(Job 1):
In the stored listing, from the line with "Pick out the woman in background" to the line with "<point>484,402</point>", replace "bollard" with "post" and leave everything else unchanged. Give only those lines.

(Source extract):
Tough bite today. Fished from 8:30 to 1:30. Watched them on the vexilar and you had to coax them. Caught this channel cat on a lived minnow under a slip bobber. First bait down the hole with my smallest minnow. Had set 2 ft off the bottom and saw a mark 2 ft higher. Moved the knot down and right there bobber was under. Took almost 10 min to bring it in and the head barely fit thru the 6 in hole. Made my day. Measured 26 inches. You got to have electronics!!!


----------



## kayakcrazy (Jul 22, 2013)

MOBIL4 said:


> Tough bite today. Fished from 8:30 to 1:30. Watched them on the vexilar and you had to coax them. Caught this channel cat on a lived minnow under a slip bobber. First bait down the hole with my smallest minnow. Had set 2 ft off the bottom and saw a mark 2 ft higher. Moved the knot down and right there bobber was under. Took almost 10 min to bring it in and the head barely fit thru the 6 in hole. Made my day. Measured 26 inches. You got to have electronics!!!
> View attachment 254179
> View attachment 254180


Congratulations on your catch. I've been trying to catch one of those this winter at Mogadore and have been unsuccessful so far.


----------



## fishingful (Apr 5, 2004)

vietcu said:


> What am I doing wrong? Been to Mogadore 3 times this year and managed to get one perch. Using minnows. Fishing off Lasinger, starting to not like this lake. Others are doing so well, and I'm getting skunked.


Forget the minnows. Use a glow pinman and waxworms. I will usually catch 1 fish on a minnow and all the rest on waxworms


----------



## 4dabucks (Jun 22, 2008)

(Job 2):
Extend the ice fishing forum thread, picking up after its last line.

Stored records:
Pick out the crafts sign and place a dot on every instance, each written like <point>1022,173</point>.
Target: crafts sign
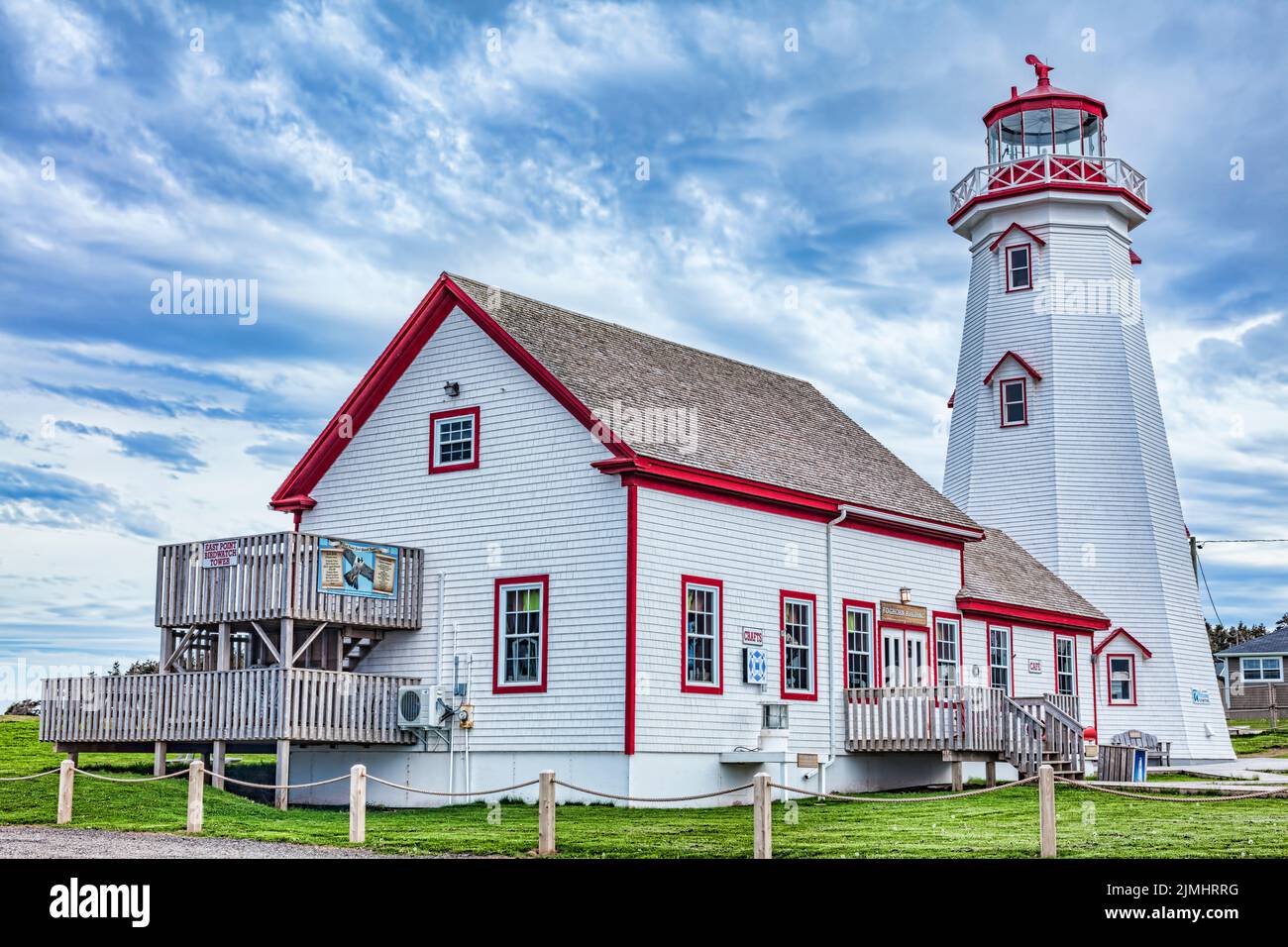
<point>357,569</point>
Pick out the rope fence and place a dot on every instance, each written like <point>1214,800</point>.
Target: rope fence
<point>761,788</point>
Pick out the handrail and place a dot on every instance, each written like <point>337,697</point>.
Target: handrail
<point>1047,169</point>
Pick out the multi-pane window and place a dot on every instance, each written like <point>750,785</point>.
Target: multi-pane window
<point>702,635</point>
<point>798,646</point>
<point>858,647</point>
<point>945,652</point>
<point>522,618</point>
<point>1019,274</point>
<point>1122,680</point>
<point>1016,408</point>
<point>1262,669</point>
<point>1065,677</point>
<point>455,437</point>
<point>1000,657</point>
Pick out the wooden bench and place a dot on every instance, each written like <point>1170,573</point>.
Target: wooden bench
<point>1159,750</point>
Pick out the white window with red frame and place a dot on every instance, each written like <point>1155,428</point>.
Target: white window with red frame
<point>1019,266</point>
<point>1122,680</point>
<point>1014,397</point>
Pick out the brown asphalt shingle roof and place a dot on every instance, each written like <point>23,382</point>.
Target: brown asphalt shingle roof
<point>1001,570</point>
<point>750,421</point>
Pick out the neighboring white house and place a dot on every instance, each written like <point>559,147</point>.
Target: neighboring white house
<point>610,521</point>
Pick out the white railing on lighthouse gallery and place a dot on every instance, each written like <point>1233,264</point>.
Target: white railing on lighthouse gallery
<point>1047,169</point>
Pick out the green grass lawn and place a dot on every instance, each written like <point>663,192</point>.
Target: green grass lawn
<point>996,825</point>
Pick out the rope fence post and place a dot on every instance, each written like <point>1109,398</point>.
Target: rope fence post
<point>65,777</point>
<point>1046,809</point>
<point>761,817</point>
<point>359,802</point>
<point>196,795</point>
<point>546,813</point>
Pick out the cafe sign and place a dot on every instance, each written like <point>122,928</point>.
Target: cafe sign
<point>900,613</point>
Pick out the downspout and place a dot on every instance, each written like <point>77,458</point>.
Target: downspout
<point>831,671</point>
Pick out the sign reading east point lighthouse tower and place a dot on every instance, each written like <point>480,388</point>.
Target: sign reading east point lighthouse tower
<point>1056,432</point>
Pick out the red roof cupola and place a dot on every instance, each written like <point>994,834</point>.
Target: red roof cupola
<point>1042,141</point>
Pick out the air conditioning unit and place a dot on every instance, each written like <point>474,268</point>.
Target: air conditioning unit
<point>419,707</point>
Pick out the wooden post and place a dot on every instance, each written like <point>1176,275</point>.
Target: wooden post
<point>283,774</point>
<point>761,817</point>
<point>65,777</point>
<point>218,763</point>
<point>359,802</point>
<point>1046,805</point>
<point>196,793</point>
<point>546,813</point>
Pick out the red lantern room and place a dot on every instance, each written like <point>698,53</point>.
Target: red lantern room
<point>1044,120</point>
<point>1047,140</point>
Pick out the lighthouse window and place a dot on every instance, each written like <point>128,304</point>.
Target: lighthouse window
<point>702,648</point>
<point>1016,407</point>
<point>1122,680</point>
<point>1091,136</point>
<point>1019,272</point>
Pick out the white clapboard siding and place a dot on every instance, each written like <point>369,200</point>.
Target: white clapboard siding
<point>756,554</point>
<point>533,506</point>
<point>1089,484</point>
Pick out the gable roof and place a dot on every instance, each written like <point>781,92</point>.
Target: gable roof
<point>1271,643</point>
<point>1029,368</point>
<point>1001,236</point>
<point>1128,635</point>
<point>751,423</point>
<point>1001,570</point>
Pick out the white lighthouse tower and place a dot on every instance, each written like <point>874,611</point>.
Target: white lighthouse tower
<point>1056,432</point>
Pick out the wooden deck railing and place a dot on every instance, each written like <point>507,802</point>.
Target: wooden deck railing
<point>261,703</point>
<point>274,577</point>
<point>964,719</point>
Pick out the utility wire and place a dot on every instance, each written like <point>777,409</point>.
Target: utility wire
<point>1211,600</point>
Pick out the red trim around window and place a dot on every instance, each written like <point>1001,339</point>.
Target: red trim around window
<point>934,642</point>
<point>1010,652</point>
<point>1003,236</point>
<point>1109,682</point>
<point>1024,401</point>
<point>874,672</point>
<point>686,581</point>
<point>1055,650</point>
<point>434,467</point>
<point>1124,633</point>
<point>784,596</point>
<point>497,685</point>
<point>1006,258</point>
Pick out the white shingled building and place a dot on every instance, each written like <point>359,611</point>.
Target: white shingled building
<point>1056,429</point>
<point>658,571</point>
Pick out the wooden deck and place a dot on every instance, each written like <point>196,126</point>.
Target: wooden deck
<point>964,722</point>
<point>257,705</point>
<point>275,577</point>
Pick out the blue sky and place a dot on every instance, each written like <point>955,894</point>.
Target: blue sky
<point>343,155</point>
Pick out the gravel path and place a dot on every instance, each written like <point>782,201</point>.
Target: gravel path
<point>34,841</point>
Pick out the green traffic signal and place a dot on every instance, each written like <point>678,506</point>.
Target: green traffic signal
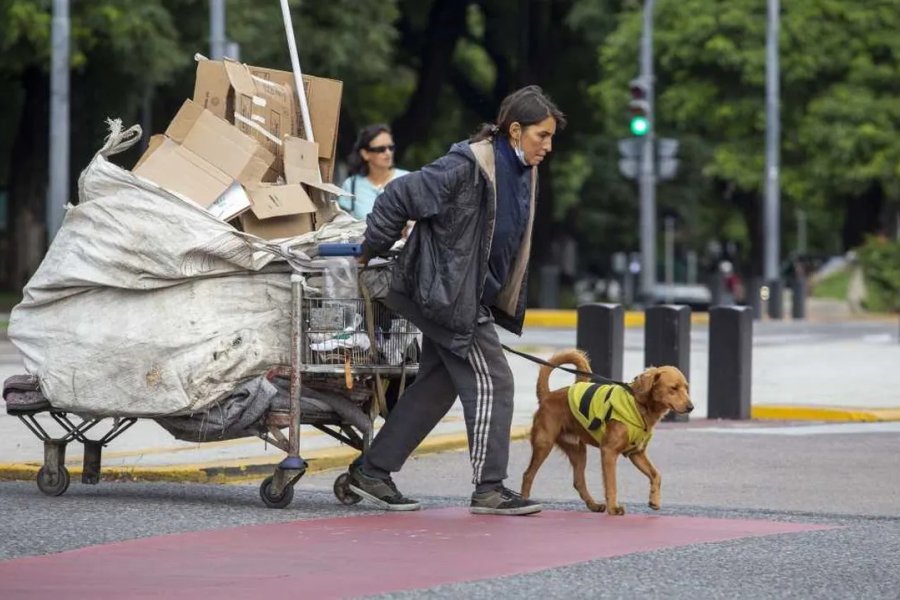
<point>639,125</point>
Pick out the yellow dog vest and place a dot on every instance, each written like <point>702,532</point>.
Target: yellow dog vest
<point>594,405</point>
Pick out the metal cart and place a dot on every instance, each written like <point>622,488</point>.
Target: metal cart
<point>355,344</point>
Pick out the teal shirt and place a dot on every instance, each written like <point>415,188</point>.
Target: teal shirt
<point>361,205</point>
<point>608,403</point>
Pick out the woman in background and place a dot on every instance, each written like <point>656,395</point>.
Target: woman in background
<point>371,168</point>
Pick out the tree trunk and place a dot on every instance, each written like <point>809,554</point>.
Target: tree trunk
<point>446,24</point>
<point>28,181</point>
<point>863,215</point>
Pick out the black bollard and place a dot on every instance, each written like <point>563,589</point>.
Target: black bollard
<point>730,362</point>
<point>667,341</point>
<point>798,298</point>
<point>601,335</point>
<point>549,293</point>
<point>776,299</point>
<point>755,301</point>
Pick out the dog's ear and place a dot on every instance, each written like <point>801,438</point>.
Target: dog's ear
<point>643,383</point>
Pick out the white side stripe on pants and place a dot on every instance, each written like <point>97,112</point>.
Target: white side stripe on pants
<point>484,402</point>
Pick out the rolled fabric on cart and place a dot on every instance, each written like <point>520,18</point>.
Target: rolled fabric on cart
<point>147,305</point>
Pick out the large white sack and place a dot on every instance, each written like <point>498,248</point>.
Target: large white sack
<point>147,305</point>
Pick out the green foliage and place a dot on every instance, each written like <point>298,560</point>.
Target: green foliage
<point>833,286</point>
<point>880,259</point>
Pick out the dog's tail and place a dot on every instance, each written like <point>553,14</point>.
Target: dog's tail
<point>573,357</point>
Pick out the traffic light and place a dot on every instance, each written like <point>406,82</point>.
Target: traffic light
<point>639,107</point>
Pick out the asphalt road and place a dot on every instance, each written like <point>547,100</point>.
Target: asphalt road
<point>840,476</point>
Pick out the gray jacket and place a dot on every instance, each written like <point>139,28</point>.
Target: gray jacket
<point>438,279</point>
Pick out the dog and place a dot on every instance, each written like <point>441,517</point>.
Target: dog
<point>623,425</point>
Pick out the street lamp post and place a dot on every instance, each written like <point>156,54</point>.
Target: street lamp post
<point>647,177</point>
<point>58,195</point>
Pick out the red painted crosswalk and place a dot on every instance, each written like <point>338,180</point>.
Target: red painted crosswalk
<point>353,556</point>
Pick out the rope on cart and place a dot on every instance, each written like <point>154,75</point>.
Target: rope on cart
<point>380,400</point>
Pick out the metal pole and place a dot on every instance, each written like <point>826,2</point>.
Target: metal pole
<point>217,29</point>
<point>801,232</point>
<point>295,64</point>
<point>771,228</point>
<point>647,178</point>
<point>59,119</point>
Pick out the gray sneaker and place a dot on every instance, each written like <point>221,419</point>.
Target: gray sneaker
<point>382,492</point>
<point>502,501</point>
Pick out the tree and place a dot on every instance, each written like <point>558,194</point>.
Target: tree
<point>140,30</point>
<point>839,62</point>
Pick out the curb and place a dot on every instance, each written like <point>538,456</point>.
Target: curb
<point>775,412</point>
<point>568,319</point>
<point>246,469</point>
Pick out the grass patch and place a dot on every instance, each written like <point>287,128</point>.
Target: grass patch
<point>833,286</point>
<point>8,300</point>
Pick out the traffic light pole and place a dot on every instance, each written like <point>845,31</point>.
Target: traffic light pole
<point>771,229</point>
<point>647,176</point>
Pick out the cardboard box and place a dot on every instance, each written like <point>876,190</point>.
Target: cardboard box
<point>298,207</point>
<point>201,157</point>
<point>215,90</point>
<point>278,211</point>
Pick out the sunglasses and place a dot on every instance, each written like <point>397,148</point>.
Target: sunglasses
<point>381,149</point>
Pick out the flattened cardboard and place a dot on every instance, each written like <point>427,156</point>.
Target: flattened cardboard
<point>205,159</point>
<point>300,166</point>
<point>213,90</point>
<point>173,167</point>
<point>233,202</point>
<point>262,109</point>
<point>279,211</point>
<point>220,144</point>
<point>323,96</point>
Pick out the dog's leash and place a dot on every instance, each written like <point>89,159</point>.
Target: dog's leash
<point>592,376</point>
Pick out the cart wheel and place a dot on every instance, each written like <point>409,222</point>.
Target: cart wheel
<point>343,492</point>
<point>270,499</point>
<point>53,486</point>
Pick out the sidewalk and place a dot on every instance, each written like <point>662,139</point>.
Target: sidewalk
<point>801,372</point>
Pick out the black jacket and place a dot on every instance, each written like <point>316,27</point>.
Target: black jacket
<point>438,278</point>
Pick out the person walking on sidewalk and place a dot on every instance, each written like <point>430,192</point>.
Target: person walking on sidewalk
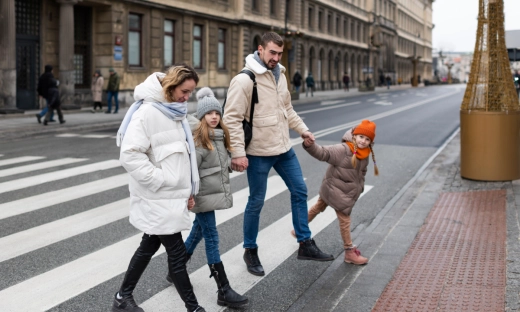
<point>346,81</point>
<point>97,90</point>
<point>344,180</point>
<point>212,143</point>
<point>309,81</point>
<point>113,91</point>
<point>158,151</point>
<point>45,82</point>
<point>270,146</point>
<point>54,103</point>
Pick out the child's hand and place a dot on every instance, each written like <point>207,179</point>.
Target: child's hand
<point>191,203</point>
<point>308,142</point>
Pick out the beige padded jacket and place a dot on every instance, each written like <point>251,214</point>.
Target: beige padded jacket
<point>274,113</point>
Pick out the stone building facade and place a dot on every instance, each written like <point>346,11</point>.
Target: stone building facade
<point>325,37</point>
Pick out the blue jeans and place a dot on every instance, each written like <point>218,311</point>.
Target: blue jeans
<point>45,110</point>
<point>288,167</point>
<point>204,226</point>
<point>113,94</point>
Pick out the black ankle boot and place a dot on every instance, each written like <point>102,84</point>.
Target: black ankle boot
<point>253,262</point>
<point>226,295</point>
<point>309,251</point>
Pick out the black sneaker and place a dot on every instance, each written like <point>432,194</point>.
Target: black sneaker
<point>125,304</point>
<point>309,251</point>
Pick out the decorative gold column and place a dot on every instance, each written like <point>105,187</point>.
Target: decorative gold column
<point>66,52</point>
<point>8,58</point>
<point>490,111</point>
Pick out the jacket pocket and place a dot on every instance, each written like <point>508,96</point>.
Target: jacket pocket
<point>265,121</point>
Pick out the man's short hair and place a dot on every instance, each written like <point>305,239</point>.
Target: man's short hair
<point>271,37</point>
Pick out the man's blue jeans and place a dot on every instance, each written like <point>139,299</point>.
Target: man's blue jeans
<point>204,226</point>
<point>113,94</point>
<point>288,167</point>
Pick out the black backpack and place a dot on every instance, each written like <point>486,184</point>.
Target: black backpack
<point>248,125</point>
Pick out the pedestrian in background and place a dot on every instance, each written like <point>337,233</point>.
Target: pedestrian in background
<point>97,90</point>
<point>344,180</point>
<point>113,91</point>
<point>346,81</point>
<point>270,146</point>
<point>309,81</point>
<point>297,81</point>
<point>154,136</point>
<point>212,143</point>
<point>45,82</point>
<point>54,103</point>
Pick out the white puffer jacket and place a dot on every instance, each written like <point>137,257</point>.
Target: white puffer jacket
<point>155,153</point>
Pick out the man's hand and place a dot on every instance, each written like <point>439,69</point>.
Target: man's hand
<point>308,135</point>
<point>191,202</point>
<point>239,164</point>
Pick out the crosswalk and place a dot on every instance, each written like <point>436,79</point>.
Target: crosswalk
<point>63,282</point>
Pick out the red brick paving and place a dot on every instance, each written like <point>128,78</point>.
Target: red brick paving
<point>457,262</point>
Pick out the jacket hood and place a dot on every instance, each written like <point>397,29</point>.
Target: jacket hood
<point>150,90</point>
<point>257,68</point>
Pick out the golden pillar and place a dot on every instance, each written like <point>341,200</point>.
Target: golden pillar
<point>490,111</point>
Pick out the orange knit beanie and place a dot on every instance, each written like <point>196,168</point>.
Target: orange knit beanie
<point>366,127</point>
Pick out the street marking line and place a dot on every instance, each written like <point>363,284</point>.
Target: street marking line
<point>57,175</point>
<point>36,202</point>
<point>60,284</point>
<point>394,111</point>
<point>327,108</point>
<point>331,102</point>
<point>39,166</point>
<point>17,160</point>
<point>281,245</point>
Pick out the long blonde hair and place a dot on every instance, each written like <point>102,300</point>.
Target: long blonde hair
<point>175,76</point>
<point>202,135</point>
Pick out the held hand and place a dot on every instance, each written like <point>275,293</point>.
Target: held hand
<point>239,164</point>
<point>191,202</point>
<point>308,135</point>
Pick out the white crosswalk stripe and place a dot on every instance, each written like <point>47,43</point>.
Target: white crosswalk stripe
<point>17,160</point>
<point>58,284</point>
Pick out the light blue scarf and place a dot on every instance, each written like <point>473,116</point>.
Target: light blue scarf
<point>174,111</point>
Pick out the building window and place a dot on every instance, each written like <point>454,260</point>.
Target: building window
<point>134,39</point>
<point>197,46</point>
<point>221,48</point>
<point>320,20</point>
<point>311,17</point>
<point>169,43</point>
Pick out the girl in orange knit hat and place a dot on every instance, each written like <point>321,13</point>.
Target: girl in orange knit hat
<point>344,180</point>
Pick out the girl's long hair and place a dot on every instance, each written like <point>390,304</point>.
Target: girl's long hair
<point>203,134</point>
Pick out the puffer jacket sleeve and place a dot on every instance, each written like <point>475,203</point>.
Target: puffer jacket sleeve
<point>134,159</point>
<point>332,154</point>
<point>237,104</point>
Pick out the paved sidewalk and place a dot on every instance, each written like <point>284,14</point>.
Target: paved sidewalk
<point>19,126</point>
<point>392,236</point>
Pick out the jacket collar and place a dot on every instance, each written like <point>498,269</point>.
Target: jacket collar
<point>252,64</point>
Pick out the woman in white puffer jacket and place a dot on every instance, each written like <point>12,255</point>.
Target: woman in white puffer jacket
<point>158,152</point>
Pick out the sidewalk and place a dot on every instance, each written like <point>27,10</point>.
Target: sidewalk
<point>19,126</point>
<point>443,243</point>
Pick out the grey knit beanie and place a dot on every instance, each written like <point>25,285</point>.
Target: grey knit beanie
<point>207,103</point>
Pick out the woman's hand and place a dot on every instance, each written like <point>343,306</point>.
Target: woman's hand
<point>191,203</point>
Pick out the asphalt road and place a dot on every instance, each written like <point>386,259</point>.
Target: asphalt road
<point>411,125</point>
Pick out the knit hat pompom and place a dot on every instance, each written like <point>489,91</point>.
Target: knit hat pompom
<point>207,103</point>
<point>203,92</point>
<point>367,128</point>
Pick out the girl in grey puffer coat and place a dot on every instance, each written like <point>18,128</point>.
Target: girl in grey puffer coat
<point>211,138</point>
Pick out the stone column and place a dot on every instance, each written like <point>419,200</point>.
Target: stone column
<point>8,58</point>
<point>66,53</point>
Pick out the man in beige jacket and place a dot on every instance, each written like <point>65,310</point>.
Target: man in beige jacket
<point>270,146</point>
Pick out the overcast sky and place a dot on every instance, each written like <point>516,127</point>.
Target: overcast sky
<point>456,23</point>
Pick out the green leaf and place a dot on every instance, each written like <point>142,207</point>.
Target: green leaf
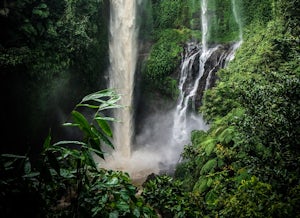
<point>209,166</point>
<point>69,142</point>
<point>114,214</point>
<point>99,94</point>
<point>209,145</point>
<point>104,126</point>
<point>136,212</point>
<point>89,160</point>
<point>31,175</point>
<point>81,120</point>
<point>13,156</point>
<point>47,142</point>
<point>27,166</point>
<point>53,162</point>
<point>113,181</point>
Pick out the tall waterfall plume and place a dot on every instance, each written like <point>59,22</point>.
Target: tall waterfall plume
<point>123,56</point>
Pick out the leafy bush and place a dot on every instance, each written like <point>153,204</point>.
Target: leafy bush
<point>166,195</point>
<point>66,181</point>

(Task response 1):
Pick out the woman in background and place a dot on every instance, each written like <point>656,395</point>.
Target: woman in background
<point>371,168</point>
Pick out the tree trunk and place a dot on every instance, each written like <point>809,554</point>.
Target: tree trunk
<point>446,24</point>
<point>28,181</point>
<point>863,215</point>
Pick out the black post and place a dot on every instance, each written like <point>563,589</point>.
Target: black post
<point>730,362</point>
<point>667,341</point>
<point>798,298</point>
<point>601,335</point>
<point>549,293</point>
<point>776,299</point>
<point>755,301</point>
Pick out the dog's ear and place a dot on every instance, each written like <point>801,438</point>.
Target: dog's ear
<point>643,383</point>
Pick out the white side stripe on pants and place a dot on every instance, each written like <point>97,112</point>.
Target: white side stripe on pants
<point>484,402</point>

(Task response 2):
MOBIL4 said:


> Tough bite today. Fished from 8:30 to 1:30. Watched them on the vexilar and you had to coax them. Caught this channel cat on a lived minnow under a slip bobber. First bait down the hole with my smallest minnow. Had set 2 ft off the bottom and saw a mark 2 ft higher. Moved the knot down and right there bobber was under. Took almost 10 min to bring it in and the head barely fit thru the 6 in hole. Made my day. Measured 26 inches. You got to have electronics!!!
> View attachment 254179
> View attachment 254180


That had to be fun to fight in. Great job and congratulations


----------



## Eyegagger (Jan 13, 2018)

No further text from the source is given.